__Exercise objective__.
Each entry, in full: reproduce it exactly.

--- Input records ---

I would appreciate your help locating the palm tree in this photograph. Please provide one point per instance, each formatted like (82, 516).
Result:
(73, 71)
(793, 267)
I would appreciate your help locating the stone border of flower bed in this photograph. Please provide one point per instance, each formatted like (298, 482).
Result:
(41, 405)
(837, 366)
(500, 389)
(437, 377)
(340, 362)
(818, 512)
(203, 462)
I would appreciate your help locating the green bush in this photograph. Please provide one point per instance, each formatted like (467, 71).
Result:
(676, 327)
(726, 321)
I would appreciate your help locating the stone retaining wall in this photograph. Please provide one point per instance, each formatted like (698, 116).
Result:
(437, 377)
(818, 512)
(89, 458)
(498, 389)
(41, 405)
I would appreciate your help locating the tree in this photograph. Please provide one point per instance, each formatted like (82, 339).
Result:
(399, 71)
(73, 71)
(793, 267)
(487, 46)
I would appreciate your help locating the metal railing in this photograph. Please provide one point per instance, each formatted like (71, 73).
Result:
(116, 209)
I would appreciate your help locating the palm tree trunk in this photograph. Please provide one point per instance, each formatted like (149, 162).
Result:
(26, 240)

---

__Solution to this task__.
I would appreciate your help locating the palm tree in this photograph. Please provide one point per instance, each formatted like (82, 516).
Result:
(73, 71)
(793, 267)
I would appreciate your help locating the stone border of flower bed in this photograph. Please provide one point per instance, each formatted like (298, 482).
Result:
(41, 405)
(837, 366)
(500, 389)
(437, 377)
(340, 362)
(818, 512)
(203, 462)
I would appreciate your help locating the green bush in this photograph. Please provide one point per instance, each formatted like (467, 71).
Result:
(676, 327)
(726, 321)
I would appreciate your help locating the stone retaining wall in this photograph. Please provide one point per instance, each formatted like (698, 116).
Result:
(437, 377)
(818, 512)
(89, 458)
(498, 389)
(41, 405)
I would appreciate your help locating the tree in this photograph. Please provide one point per instance, each formatted like (82, 339).
Result:
(399, 71)
(73, 71)
(793, 267)
(487, 46)
I would appreciate your help locating the metal railing in this photograph. Please provide one point per instance, each formatted like (71, 73).
Result:
(116, 209)
I would appreciate your help locating the palm tree trunk in this photograph. Please provide one point per instance, each formatted like (149, 162).
Result:
(26, 240)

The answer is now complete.